EXERCISE TASK:
From the material below, copy out verbatim every line from the one containing "the photo below" through the one containing "x=696 y=179", both included. Omit the pictures.

>> Begin

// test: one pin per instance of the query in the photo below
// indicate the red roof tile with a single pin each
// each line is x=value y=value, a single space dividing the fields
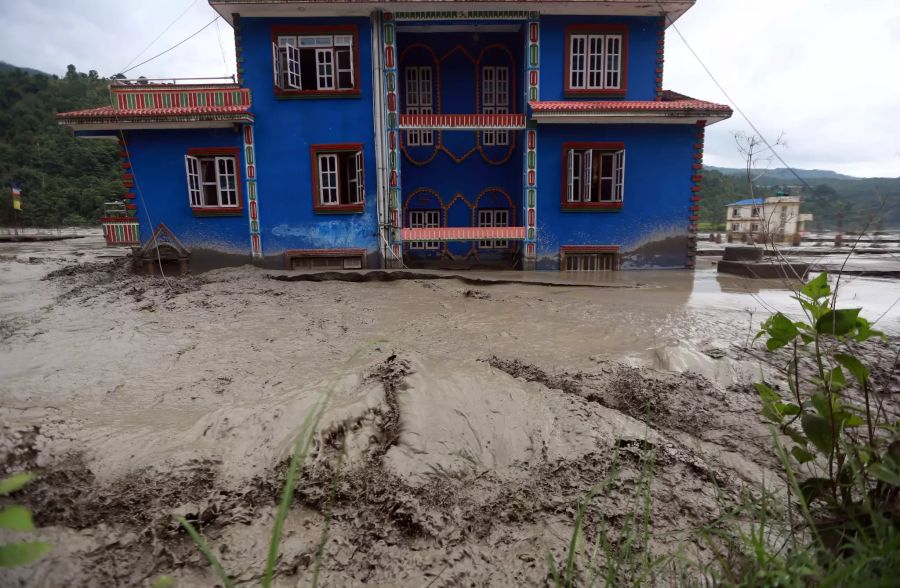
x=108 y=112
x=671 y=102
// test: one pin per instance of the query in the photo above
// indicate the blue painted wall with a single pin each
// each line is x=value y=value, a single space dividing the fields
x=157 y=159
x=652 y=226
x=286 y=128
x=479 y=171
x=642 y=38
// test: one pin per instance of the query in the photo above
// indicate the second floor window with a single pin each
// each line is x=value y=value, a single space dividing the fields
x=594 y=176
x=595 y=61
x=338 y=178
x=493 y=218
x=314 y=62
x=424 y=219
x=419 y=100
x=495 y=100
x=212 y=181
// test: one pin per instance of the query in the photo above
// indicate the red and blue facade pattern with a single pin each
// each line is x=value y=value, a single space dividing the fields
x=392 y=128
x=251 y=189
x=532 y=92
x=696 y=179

>> End
>> Begin

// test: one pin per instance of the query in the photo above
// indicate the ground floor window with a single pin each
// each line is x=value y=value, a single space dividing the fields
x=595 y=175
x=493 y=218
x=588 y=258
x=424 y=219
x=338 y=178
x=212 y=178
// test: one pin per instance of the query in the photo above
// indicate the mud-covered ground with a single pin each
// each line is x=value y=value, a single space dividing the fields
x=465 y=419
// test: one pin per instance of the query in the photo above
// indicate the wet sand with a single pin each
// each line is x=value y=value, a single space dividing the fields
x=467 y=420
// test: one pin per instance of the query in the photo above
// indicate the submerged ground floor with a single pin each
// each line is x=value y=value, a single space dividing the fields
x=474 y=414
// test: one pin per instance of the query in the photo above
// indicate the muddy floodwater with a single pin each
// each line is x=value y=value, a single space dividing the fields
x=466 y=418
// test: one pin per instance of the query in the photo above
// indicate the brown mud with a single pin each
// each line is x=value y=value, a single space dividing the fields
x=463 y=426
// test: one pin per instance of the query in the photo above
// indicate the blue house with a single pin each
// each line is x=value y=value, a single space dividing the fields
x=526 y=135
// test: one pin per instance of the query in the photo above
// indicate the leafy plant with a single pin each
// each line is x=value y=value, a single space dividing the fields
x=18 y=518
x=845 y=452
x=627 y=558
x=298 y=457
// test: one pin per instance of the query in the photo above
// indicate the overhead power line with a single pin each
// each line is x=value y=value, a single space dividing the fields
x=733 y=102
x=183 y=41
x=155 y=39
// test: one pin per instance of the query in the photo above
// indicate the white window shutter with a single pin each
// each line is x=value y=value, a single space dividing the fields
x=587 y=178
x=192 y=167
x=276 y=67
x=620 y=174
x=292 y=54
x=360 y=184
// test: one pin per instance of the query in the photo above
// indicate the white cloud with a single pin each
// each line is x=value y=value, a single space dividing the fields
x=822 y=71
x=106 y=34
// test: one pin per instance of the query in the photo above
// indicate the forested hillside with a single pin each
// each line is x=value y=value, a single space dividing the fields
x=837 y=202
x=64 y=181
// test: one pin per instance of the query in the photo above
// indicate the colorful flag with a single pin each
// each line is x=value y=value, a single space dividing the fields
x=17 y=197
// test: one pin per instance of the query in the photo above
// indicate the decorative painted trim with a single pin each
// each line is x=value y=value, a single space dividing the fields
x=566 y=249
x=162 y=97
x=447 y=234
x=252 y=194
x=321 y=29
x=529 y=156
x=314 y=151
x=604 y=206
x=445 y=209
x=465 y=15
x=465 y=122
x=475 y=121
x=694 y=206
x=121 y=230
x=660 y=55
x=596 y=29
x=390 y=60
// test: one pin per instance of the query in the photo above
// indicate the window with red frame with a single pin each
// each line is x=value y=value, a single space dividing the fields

>> End

RESULT OF THIS EXERCISE:
// test: one pin per instance of the query in the photo below
// indicate the red roof tile with a single pin each
// each line is x=value y=value, a single space dividing the fields
x=108 y=112
x=671 y=102
// test: one pin per instance of the query in the photo above
// indicate the blue painted wall with a single pin each
// each line is x=value y=value, a single space dividing the fields
x=157 y=159
x=652 y=226
x=286 y=128
x=479 y=171
x=642 y=38
// test: one pin per instance of the query in the photo above
// indicate the second floor window with a single pin each
// each line is x=value y=value, a single space dividing the fields
x=594 y=176
x=595 y=61
x=338 y=178
x=493 y=218
x=314 y=62
x=424 y=219
x=419 y=100
x=495 y=100
x=212 y=181
// test: one pin per instance of the query in the photo above
// indicate the red and blue facade pattern with a single pin each
// each line is x=value y=value, a single space dividing the fields
x=392 y=128
x=251 y=189
x=532 y=92
x=696 y=179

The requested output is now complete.